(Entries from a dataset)
## Begin

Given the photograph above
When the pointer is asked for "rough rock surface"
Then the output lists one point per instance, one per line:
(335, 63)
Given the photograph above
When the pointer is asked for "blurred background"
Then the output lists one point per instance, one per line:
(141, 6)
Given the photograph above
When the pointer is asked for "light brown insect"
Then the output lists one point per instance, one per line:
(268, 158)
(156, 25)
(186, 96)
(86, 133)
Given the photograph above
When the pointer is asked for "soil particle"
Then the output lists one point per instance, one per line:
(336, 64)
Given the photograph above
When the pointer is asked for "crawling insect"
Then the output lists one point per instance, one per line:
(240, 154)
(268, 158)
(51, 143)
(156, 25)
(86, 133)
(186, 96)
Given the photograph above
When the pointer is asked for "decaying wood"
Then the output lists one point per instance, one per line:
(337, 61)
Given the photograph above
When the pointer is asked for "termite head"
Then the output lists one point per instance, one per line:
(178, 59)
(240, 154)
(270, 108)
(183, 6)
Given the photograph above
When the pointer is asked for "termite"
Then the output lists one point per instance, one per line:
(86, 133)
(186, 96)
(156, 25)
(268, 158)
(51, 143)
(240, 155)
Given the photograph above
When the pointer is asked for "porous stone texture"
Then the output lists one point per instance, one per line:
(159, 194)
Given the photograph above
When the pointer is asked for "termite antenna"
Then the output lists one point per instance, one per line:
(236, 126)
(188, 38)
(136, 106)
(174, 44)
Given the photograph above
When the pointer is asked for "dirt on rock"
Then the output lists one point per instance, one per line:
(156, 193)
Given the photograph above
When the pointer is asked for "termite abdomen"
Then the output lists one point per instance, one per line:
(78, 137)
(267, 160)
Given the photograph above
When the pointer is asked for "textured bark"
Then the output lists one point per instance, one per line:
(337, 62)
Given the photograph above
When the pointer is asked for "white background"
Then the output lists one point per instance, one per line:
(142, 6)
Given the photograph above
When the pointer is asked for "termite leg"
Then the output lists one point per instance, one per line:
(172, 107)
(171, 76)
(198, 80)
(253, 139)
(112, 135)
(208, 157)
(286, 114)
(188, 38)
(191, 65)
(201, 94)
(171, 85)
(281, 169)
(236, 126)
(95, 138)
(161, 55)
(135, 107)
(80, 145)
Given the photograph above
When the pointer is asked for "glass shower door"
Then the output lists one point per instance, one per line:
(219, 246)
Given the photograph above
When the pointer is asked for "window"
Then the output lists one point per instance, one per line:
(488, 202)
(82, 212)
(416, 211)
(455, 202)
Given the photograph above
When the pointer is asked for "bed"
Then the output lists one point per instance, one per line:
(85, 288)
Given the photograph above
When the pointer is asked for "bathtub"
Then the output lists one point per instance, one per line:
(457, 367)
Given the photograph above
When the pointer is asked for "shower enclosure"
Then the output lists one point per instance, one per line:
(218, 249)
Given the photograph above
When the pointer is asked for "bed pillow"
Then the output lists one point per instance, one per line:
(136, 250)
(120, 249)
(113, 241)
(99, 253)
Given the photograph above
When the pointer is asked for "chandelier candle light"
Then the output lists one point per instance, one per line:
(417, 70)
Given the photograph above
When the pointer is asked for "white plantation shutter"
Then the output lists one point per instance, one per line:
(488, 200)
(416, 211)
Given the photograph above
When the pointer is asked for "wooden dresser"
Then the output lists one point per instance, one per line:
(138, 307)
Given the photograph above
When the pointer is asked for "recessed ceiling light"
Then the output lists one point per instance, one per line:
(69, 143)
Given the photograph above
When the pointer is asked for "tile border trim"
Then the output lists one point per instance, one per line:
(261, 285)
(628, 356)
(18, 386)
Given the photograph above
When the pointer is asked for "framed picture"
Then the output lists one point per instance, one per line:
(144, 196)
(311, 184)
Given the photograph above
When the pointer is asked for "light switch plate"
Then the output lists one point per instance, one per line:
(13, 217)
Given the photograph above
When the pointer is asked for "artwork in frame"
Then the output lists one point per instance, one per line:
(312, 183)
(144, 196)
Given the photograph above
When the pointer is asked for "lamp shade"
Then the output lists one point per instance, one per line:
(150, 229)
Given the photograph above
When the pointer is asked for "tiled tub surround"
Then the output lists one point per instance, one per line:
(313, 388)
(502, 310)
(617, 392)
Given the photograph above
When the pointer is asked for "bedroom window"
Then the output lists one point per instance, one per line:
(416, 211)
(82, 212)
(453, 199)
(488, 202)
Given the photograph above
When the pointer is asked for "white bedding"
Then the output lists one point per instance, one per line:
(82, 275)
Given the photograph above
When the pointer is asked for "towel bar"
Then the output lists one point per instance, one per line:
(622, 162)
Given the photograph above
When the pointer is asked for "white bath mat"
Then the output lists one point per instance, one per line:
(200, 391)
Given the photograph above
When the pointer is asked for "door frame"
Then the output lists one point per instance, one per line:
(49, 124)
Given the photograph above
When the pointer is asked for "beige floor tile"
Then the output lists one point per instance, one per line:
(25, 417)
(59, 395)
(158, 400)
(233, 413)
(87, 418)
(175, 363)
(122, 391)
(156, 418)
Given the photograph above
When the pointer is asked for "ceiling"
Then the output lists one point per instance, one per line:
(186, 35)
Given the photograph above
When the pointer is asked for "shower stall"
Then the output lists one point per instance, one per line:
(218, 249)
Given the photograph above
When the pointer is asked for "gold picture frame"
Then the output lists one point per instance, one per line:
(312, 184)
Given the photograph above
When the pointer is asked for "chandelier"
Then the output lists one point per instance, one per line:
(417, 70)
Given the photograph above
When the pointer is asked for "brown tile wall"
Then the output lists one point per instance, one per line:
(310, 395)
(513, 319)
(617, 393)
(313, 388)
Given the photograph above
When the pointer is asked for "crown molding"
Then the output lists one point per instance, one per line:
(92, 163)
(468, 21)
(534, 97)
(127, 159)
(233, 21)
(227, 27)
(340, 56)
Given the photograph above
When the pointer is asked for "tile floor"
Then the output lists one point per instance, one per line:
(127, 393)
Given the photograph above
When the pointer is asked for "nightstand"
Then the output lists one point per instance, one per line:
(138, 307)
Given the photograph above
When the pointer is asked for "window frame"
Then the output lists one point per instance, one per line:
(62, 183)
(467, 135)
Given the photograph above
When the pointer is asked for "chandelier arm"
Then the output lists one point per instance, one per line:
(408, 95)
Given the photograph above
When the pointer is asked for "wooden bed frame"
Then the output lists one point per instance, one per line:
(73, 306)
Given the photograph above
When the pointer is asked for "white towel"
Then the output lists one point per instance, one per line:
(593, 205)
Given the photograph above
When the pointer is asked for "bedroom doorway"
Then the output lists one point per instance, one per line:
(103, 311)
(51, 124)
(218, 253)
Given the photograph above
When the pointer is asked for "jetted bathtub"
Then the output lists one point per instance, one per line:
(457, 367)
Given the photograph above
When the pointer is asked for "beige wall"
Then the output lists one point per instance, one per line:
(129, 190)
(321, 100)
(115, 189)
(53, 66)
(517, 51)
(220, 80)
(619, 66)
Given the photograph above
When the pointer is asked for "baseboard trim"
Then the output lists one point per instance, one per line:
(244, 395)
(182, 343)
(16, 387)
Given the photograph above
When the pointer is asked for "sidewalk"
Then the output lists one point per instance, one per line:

## End

### Problem to work on
Take the lines above and print them exactly.

### Solution below
Given the photograph above
When the pointer is asked for "rough rock surface"
Then the output lists one point per instance, one per line:
(335, 63)
Given the photograph above
When the pointer is asked for "blurred background"
Then the output lists one point per instance, one per line:
(141, 6)
Given the photograph above
When the pointer is asked for "light brown insect"
Then the output lists one point per instance, one per line:
(268, 158)
(156, 25)
(186, 96)
(86, 133)
Given the photograph above
When the pointer is asked for "soil particle"
Then the output lists one point per instance, one per line:
(336, 64)
Given the photograph above
When the pointer is asked for "crawling insect"
Then the output lists one point per instance, one per line:
(240, 154)
(268, 158)
(51, 143)
(156, 25)
(86, 133)
(186, 96)
Given the photograph above
When the pointer is asked for "decaying wood"
Then the output lists one point per instance, one per line:
(337, 61)
Given the photograph above
When the pointer is asked for "termite head"
Then the output lists one point per instance, one per line:
(178, 59)
(240, 154)
(270, 108)
(183, 6)
Given the photograph above
When the pointer is asked for "termite"
Then the output lists one point per instance, one per line:
(86, 133)
(186, 96)
(156, 25)
(268, 158)
(51, 143)
(240, 155)
Given the photograph above
When the pointer is asked for "porous stone texture"
Then the output lists one point per instance, one per line:
(159, 194)
Given the photograph above
When the pointer is asked for "termite antenna"
Then the output lists one point per instance, one per line:
(236, 126)
(188, 38)
(136, 106)
(174, 44)
Given the photograph above
When the pointer is asked for "dirt on rock"
Then the output lists one point per instance, one per line:
(156, 193)
Given the photograph above
When the pointer is asked for "termite abdomen"
Then the output lists one point per instance, one per line:
(78, 137)
(267, 160)
Given the photograph above
When the pointer is asked for "textured bark"
Then the output lists one point per instance, one per line:
(337, 62)
Given the photograph above
When the pointer is asked for "white background"
Then the output lists one point per instance, one per line:
(142, 6)
Given the photograph above
When the pointer is asked for "termite leg"
Then the output lists one point per instance, one per line:
(172, 107)
(171, 76)
(198, 80)
(253, 139)
(112, 135)
(208, 157)
(286, 114)
(188, 38)
(191, 65)
(201, 94)
(171, 85)
(281, 169)
(236, 126)
(95, 138)
(161, 55)
(135, 107)
(80, 145)
Given the photograph above
When the pointer is asked for "glass shower door"
Then the output lists one point per instance, one per line:
(219, 246)
Given the photograph above
When the pointer is asked for "window"
Then the output lists one point per instance, one per line:
(488, 202)
(82, 212)
(416, 211)
(455, 202)
Given the photograph above
When the pointer is asked for "bed"
Then the output lists one point per instance, one per line:
(85, 288)
Given the photograph above
When the pointer is asked for "bathtub"
Then the output lists one point per instance, one per line:
(457, 367)
Given the photograph above
When the pointer is asked for "shower enclosure"
Then the output lists one point per instance, one per line:
(218, 249)
Given the photograph above
When the pointer is asked for "bed pillow"
Then the output lists one point per instance, one per line:
(136, 250)
(120, 249)
(113, 241)
(99, 253)
Given the photograph above
When the pointer is asked for "chandelier candle light"
Then the output lists one point per instance, one per line:
(417, 70)
Given the photograph above
When the pointer is asked for "white plantation shutter"
Then the output lists one point per instance, one per line:
(488, 200)
(416, 211)
Given the photograph above
When the pointer is asked for "wooden dresser"
Then the output lists one point per instance, one per line:
(138, 307)
Given the photograph above
When the pointer is asked for "recessed ceiling light"
Then the output lists one point per instance, one per line:
(69, 143)
Given the photograph above
When the pointer is asked for "tile border trim"
Then the output lists one point per instance, one per line:
(261, 285)
(628, 356)
(18, 386)
Given the photograph above
When the pointer is asked for "framed picture"
Then the output lists one point per instance, one per line:
(144, 196)
(311, 184)
Given the photograph above
When the pointer is asked for "light switch plate"
Then the output lists one point per instance, one per line:
(13, 217)
Given the photograph above
When the pointer is asked for "artwork in frame"
Then the output lists one point per instance, one per line:
(312, 183)
(144, 196)
Given the photograph above
When the pointer is asked for "lamp shade"
Then the output lists one point per instance, one per line:
(150, 229)
Given the photograph above
When the pointer is asked for "tiled tub surround"
Then the output lists one point per instance, one per line:
(313, 388)
(502, 310)
(617, 392)
Given the photograph above
When the pointer is asked for "bedroom window"
Then the output lists one point per instance, one per line:
(416, 211)
(82, 212)
(453, 199)
(488, 202)
Given the photograph above
When the pointer is asked for "white bedding"
Then the output lists one point per instance, one per line:
(82, 275)
Given the photograph above
When the pointer is asked for "towel bar"
Then the output lists one point per instance, one per line:
(622, 162)
Given the photograph above
When the pointer is asked for "white bath mat"
Then the output lists one point per instance, one per line:
(200, 391)
Given the photograph above
When the pointer is asked for "door frame"
Then the output lists one point per instance, one per line:
(49, 124)
Given the photograph above
When the pointer is asked for "beige floor tile"
Then the output lists one point per instance, one per line:
(25, 417)
(59, 395)
(158, 400)
(233, 413)
(87, 418)
(175, 363)
(122, 391)
(156, 418)
Given the photograph above
When the pointer is asked for "ceiling"
Then the output lists one point per instance, one per line:
(186, 35)
Given the photograph above
When the pointer is asked for "shower stall"
Then the output lists one point per instance, one per line:
(218, 249)
Given the photograph above
When the pointer is asked for "gold picture frame"
Then the output lists one point per instance, one per line:
(312, 184)
Given the photograph above
When the pointer is asked for "chandelier"
Then the output lists one point per instance, one per line:
(417, 70)
Given the photograph above
When the pointer is asked for "brown tile wall"
Then the output lists one point per instance, one per line:
(310, 395)
(513, 319)
(617, 393)
(313, 388)
Given the photograph above
When the pointer is asked for "crown molding"
Then the output lists one point per instance, one per line:
(92, 163)
(468, 21)
(534, 97)
(127, 159)
(233, 21)
(227, 27)
(340, 56)
Given the photograph above
When the pointer is asked for "tile floor"
Then the output lists one point per instance, one per line:
(127, 393)
Given the photograph above
When the pointer is asked for "nightstand"
Then the output lists one point per instance, one per line:
(138, 307)
Given the photograph above
When the pointer is asked for "window frame"
Then the output lists one point per instance, one per line:
(62, 183)
(467, 135)
Given the photograph above
When the pointer is asked for "chandelier arm"
Then the output lists one point per instance, one per line:
(408, 95)
Given the photograph above
When the pointer is asked for "wooden bed frame"
Then the output lists one point per instance, one per line:
(73, 306)
Given the photograph above
When the pointer is asked for "white towel"
Then the output lists one point per instance, one per line:
(593, 205)
Given the photograph above
When the pointer is asked for "bedroom doorway"
Then the output lists one point per instance, one per line:
(103, 311)
(51, 124)
(218, 253)
Given the photograph above
When the pointer is asked for "jetted bathtub"
Then the output lists one point per instance, one per line:
(457, 367)
Given the photograph above
When the pointer is asked for "beige wall"
Then the output lists one point per instance, one per line:
(129, 190)
(321, 100)
(115, 189)
(53, 66)
(517, 51)
(220, 80)
(619, 66)
Given the photograph above
When the pointer is asked for "baseboard trim"
Then the output lists one point per instance, one per line:
(244, 395)
(182, 343)
(16, 387)
Given the photograph above
When the pointer is asked for "sidewalk"
Then the output lists one point per instance, one per line:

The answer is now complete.